### TASK INSTRUCTIONS
Substitute "mark a spot" for "drop a point" throughout all the items below and change nothing else. Leave the pictures out of your copy.
-------- MATERIAL TO PROCESS --------
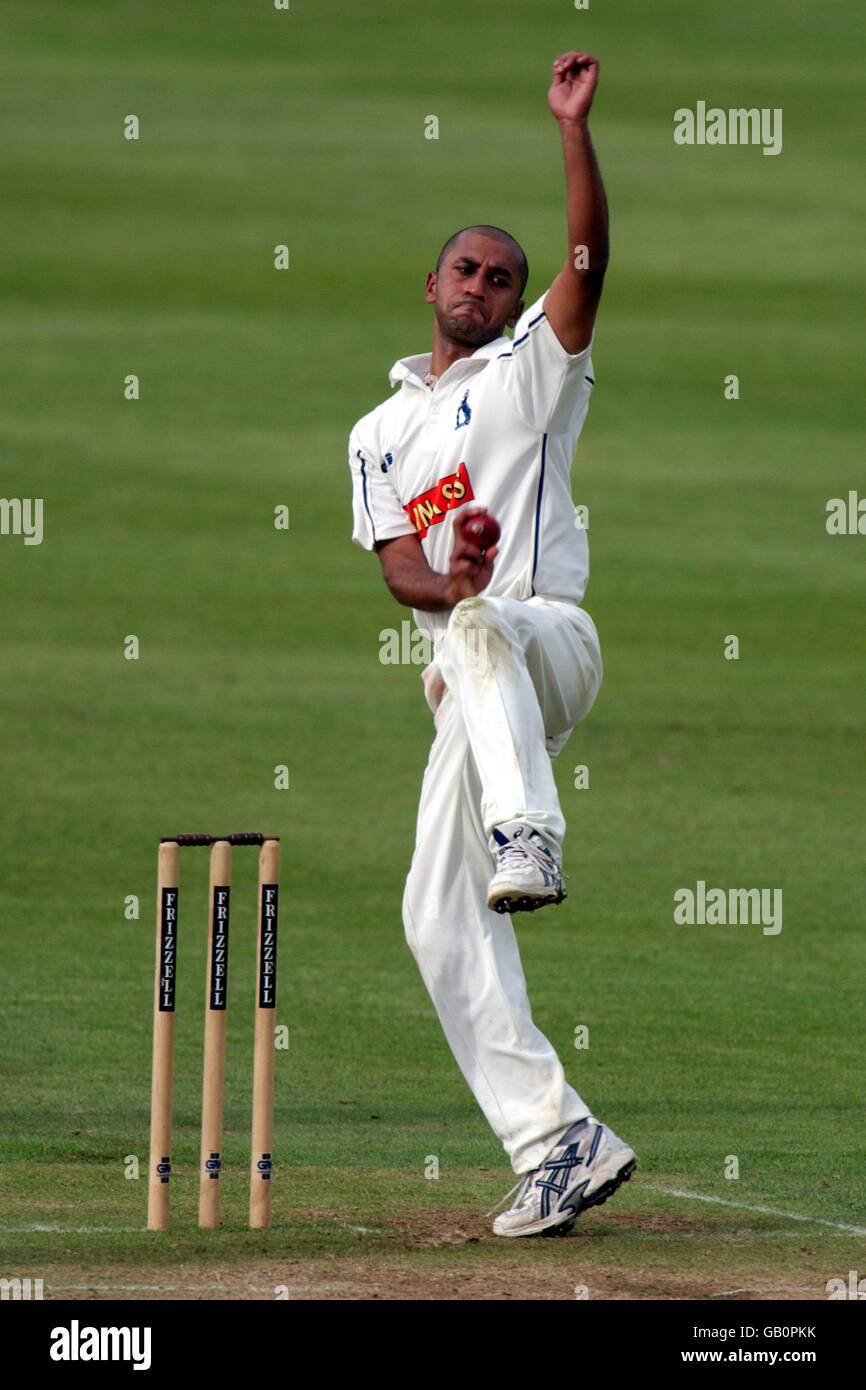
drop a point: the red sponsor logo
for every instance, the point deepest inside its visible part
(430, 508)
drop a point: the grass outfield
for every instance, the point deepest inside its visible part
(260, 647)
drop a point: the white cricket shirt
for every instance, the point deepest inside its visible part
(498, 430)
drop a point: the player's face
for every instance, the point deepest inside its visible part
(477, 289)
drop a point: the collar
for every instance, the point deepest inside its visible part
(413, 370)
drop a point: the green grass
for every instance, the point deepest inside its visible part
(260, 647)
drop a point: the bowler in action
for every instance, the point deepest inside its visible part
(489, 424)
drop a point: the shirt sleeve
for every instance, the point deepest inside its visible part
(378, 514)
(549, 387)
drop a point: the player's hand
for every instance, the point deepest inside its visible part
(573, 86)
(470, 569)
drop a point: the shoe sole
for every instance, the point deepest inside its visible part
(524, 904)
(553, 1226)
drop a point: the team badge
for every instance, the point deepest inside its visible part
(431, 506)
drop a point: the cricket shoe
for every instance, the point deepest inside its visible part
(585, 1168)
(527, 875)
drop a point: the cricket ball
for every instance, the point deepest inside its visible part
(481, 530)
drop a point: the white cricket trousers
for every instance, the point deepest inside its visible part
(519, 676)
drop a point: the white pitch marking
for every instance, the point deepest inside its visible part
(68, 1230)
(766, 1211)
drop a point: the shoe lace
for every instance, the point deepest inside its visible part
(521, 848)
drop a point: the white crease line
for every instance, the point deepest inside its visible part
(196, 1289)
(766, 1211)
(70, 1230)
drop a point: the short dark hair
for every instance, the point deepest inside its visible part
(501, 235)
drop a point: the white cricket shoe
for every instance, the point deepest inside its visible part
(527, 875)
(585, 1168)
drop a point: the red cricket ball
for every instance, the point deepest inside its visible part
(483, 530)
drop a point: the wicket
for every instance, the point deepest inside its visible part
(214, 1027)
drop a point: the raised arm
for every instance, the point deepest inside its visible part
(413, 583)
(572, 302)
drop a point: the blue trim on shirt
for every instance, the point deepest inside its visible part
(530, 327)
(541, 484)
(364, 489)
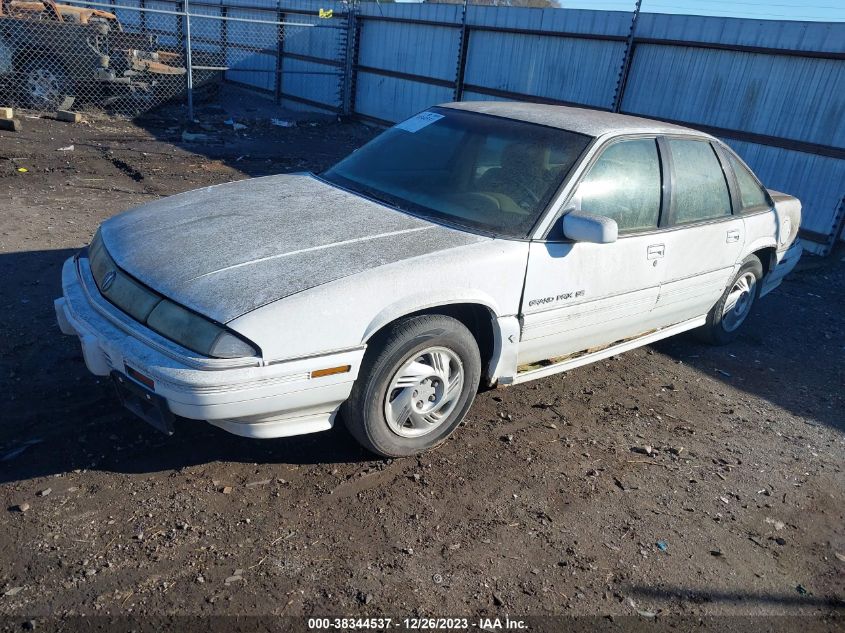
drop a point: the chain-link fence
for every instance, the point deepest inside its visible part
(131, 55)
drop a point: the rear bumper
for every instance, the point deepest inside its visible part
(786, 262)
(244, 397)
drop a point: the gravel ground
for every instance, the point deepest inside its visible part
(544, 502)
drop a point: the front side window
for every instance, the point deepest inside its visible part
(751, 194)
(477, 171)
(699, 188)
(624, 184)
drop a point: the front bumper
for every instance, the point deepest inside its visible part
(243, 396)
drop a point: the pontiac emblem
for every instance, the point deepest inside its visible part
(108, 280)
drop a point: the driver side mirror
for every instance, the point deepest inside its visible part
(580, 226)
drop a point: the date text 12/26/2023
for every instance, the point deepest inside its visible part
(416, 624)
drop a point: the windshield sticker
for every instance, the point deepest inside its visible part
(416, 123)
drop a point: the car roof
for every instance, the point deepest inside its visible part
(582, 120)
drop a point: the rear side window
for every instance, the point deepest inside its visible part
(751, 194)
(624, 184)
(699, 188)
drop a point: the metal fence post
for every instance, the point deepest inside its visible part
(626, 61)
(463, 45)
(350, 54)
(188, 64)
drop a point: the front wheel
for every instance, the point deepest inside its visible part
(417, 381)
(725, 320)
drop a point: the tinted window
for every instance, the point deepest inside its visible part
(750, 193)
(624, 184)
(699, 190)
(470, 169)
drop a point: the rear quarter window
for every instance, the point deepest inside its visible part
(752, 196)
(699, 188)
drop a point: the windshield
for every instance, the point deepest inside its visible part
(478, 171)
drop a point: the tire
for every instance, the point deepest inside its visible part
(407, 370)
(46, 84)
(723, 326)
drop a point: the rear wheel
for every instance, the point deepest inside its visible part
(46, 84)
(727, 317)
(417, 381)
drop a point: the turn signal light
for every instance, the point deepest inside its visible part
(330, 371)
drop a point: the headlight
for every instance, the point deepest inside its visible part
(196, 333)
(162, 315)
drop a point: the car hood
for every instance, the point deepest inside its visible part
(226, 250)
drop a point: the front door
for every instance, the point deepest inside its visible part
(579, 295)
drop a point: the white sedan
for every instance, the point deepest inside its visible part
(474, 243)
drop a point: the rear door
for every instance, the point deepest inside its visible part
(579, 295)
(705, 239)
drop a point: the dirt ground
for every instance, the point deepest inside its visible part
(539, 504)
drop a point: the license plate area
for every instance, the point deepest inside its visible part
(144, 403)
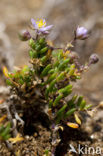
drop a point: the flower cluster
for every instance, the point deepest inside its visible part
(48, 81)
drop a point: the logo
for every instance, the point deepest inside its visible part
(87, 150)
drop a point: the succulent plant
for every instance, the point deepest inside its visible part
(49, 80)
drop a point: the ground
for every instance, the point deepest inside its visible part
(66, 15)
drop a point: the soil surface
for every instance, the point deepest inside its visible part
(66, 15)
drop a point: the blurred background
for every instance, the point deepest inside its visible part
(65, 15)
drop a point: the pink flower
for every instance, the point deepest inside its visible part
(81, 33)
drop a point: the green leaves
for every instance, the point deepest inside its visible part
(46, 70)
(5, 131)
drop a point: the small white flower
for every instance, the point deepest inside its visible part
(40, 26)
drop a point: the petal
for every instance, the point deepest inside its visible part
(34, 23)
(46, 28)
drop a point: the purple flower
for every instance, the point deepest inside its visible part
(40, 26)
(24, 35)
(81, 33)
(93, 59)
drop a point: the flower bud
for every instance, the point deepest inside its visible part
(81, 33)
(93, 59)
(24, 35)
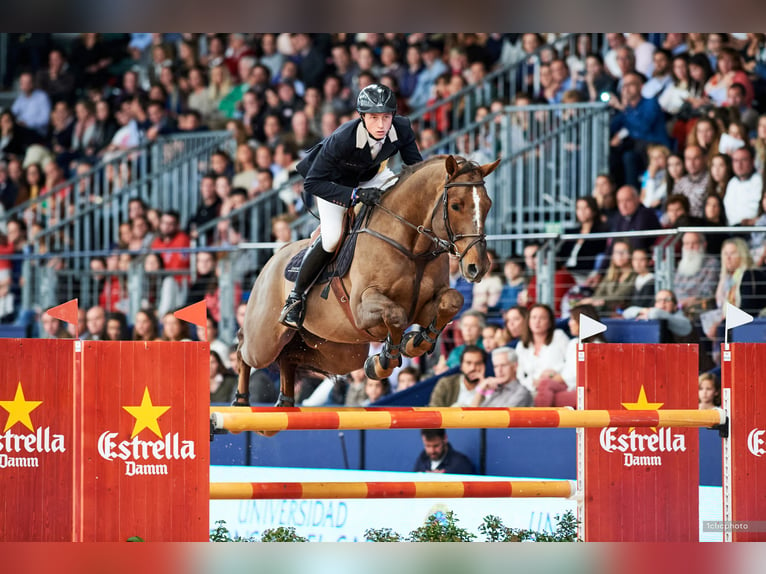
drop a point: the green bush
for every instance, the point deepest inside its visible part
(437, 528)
--------
### EXERCISE RESULT
mark a spot: the red sponsor logo
for every instance, the point deepest inside its visible part
(430, 508)
mark a spot: the grass outfield
for every instance, the point deepest inside its visible part
(260, 647)
mark a spot: the white cricket shirt
for every instance, the point deepest inside its visible part
(498, 430)
mark a spot: the player's face
for every instance, the point deepest inside its visible part
(477, 289)
mark a spot: the collar
for every instance, the point deepest inside its visible part
(413, 370)
mark a spot: the green grass
for every instance, the point deepest inside its visible part
(260, 647)
mark a spot: the bowler in action
for every instance, the point deepest inside its visible part
(489, 424)
mark a spot: the shirt sleeve
for every instance, the point deepest inside its visible part
(378, 514)
(549, 387)
mark a spot: the player's hand
for every instance, the point deepest inside its visible part
(573, 86)
(470, 569)
mark a spot: the shoe sole
for every instance, the point deepest inside its visible part
(524, 904)
(553, 1226)
mark a spot: the team badge
for every instance, the point deepest inside its visible part
(431, 506)
mark a spot: the cricket shoe
for every instance, the point deepest inside its visible part
(585, 1168)
(527, 875)
mark a spot: the cricket ball
for every instance, the point deepest inside its visible part
(481, 530)
mark a spot: the white cricket trousers
for every instance, the point deepest inside its visible part
(519, 676)
mark a spot: the white pitch marking
for every instance, the point deepest inside its visible part
(68, 1230)
(766, 1211)
mark a spot: the shoe lace
for every instance, the point deepest inside its visible part
(521, 848)
mark a spot: the white crease line
for every instance, the point deepest inside its visible part
(196, 1289)
(766, 1211)
(70, 1230)
mark a spot: the short dark hair
for every instance, the point deepest inside its visible part
(501, 235)
mark a spot: the white cricket shoe
for every instance, the point deepest inside its visible part
(527, 875)
(585, 1168)
mark a spot: the red cricket ball
for every instance, the point deepest inside its visible part
(483, 530)
mark a spot: the wicket
for every instance, the point deepest inside its visible part
(214, 1027)
mark a spot: the raised arm
for every instance, the point deepest inside its visible part
(413, 583)
(572, 302)
mark a spot: the blue trim on shirt
for every instance, the point deepest inside its visible part
(530, 327)
(541, 484)
(364, 489)
mark a spot: the chain-link fence
for every instance, the point deepest inside its visible part
(131, 55)
mark a spot: the rear bumper
for every instance, the point deepest inside its visible part
(786, 262)
(244, 397)
mark a spot: the gravel ground
for every instance, the point deepest inside its visible part
(544, 502)
mark a spot: the front side window
for every instance, the point deepest inside its visible part
(751, 194)
(477, 171)
(699, 188)
(624, 184)
mark a spot: the front bumper
for every instance, the point deepest inside its visible part
(243, 396)
mark a spot: the pontiac emblem
for every instance, the point deepest inside its visible part
(108, 280)
mark a spot: the driver side mirror
for every instance, the point deepest inside its visible part
(580, 226)
mark a spot: the date text 12/26/2023
for every instance, the point deepest inside its visible part
(416, 624)
mark a spot: the windshield sticker
for every instance, the point deepest inside its visible part
(416, 123)
mark a spot: the car roof
for every instance, the point deepest inside its visible part
(582, 120)
mark a spot: the rear side window
for every instance, the point deepest inside its visible part
(751, 194)
(624, 184)
(699, 188)
mark a spot: the metal fence post
for every instance, the point deepest inside its visible part
(626, 61)
(463, 45)
(350, 54)
(188, 64)
mark a spot: the front wheel
for every instance, the point deepest inside its visible part
(417, 381)
(725, 320)
mark a spot: the tinted window
for every instance, the point deepest inside its visible part
(750, 193)
(624, 184)
(699, 190)
(470, 169)
mark a spot: the rear quarter window
for every instance, the point deepest inside its visible part
(752, 196)
(699, 188)
mark a spot: the windshield
for every instance, the point deepest inside its visible part
(478, 171)
mark a spot: the tire
for every instance, the point deepest inside its visible part
(407, 370)
(46, 84)
(723, 326)
mark a spot: the rear wheel
for every instance, the point deepest inside its visible part
(46, 84)
(727, 317)
(417, 381)
mark a spot: the turn signal light
for every instance, the point deepest inside its visible part
(330, 371)
mark a spot: the headlight
for every instance, the point deepest inside its visible part
(196, 333)
(162, 315)
mark a spot: the car hood
for every instance, the point deepest inside its visible part
(226, 250)
mark a spot: the front door
for every instance, the point deepest inside its visible part
(579, 295)
mark a spot: the white sedan
for every instance, the point deepest inside its visible part
(474, 243)
mark a spot: the rear door
for every instance, the point deepest inside its visible part
(579, 295)
(705, 239)
mark a spot: the dirt ground
for every instance, the point deepest inside its visible part
(539, 504)
mark a spot: the license plate area
for every instance, the point deepest inside its visible part
(144, 403)
mark a spot: the flower cluster
for every instance, the point deepest inside its visible part
(48, 81)
mark a spot: the logo
for every instance, the point deepest inside its visible part
(87, 150)
mark a spot: the succulent plant
for every instance, the point deepest inside its visible part
(49, 80)
mark a spot: the ground
for every instance, the point deepest inside its visible part
(66, 15)
mark a spot: the soil surface
for every instance, the point deepest inside its visible part
(66, 15)
mark a spot: the blurred background
for every instance, the point deepest inside its visible part
(65, 15)
mark a spot: the pink flower
for every instance, the point deepest inside its visible part
(81, 33)
mark a spot: the green leaves
for every instance, the point deepest inside its visible part
(46, 70)
(5, 131)
mark a spot: the small white flower
for every instance, the point deepest inside its visible part
(40, 26)
mark a spot: the petal
for every instance, the point deepest inside its visible part
(34, 23)
(46, 28)
mark a spot: the purple flower
for every instance, the point deepest inside its visible part
(40, 26)
(24, 35)
(81, 33)
(93, 59)
mark a spot: the flower bud
for every instance, the point deepest inside its visible part
(81, 33)
(93, 59)
(24, 35)
mark a spot: the green bush
for every instance, the point deepest inside its visible part
(437, 528)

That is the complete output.